|
|
|
|
|
by upghost
546 days ago
|
|
I don't know how this is possible with LLM tests. The closed source models will get access to at least the questions when sending the questions over the fence via API. This gives closed source models
an enormous advantage over open-source models. The FrontierMath dataset has this same problem[1]. It's a shame because creating these benchmarks is time consuming and expensive. I don't know of a way to fix this except perhaps partially by using reward models to evaluate results on random questions instead of using datasets, but there would be a lot of reproducibility problems with that. Still -- not sure how to overcome this. [1]: https://news.ycombinator.com/item?id=42494217 |
|
I'm not worried about cheaters. We just need to lay out clear rules. You cannot look at the inputs or outputs in any way. You cannot log them. You cannot record them for future use. Either manually or in an automated way.
If someone cheats, they will be found out. Their contribution won't stand the test of time, no one will replicate those results with their method. And their performance on datasets that they cheated on will be astronomical compared to everything else.

-- Exercise requirements --
1. Reproduce the part of the forum thread on LLM benchmark tests that starts with "If someone cheats, they" and continues through "to everything else.".
2. According to the forum thread on LLM benchmark tests, why do closed source models have an enormous advantage over open-source models? Answer in one to three sentences.

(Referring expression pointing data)
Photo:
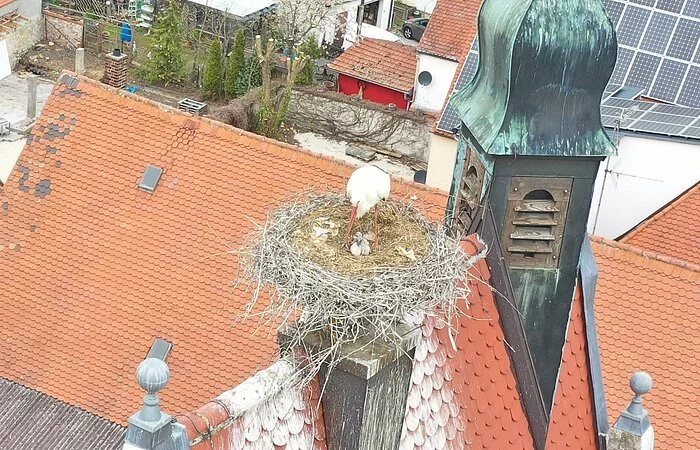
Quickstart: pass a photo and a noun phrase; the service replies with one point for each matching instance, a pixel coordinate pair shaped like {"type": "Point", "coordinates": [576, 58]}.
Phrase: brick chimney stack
{"type": "Point", "coordinates": [116, 68]}
{"type": "Point", "coordinates": [633, 430]}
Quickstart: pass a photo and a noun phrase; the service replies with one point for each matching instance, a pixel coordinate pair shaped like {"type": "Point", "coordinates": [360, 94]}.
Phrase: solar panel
{"type": "Point", "coordinates": [643, 70]}
{"type": "Point", "coordinates": [646, 31]}
{"type": "Point", "coordinates": [690, 93]}
{"type": "Point", "coordinates": [624, 58]}
{"type": "Point", "coordinates": [629, 92]}
{"type": "Point", "coordinates": [632, 25]}
{"type": "Point", "coordinates": [644, 2]}
{"type": "Point", "coordinates": [692, 8]}
{"type": "Point", "coordinates": [657, 127]}
{"type": "Point", "coordinates": [669, 79]}
{"type": "Point", "coordinates": [653, 116]}
{"type": "Point", "coordinates": [693, 132]}
{"type": "Point", "coordinates": [673, 6]}
{"type": "Point", "coordinates": [677, 110]}
{"type": "Point", "coordinates": [658, 32]}
{"type": "Point", "coordinates": [685, 39]}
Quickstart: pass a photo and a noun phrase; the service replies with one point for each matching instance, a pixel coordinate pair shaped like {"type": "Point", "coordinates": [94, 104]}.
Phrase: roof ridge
{"type": "Point", "coordinates": [640, 252]}
{"type": "Point", "coordinates": [661, 213]}
{"type": "Point", "coordinates": [241, 132]}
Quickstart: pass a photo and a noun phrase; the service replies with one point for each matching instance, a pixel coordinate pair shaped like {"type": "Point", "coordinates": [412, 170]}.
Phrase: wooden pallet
{"type": "Point", "coordinates": [192, 106]}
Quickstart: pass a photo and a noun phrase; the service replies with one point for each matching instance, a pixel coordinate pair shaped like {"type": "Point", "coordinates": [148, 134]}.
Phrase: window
{"type": "Point", "coordinates": [535, 220]}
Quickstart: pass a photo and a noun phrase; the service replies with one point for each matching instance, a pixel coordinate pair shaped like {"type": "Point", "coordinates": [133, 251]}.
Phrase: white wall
{"type": "Point", "coordinates": [645, 176]}
{"type": "Point", "coordinates": [424, 5]}
{"type": "Point", "coordinates": [431, 98]}
{"type": "Point", "coordinates": [441, 161]}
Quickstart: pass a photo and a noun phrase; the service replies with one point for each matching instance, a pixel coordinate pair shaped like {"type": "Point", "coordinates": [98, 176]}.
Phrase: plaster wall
{"type": "Point", "coordinates": [23, 38]}
{"type": "Point", "coordinates": [424, 5]}
{"type": "Point", "coordinates": [431, 98]}
{"type": "Point", "coordinates": [327, 31]}
{"type": "Point", "coordinates": [441, 161]}
{"type": "Point", "coordinates": [645, 176]}
{"type": "Point", "coordinates": [29, 9]}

-- Solutions below --
1.
If someone cheats, they will be found out. Their contribution won't stand the test of time, no one will replicate those results with their method. And their performance on datasets that they cheated on will be astronomical compared to everything else.

2. The questions are sent to closed source models over the fence via API. That gives those models access to at least the questions.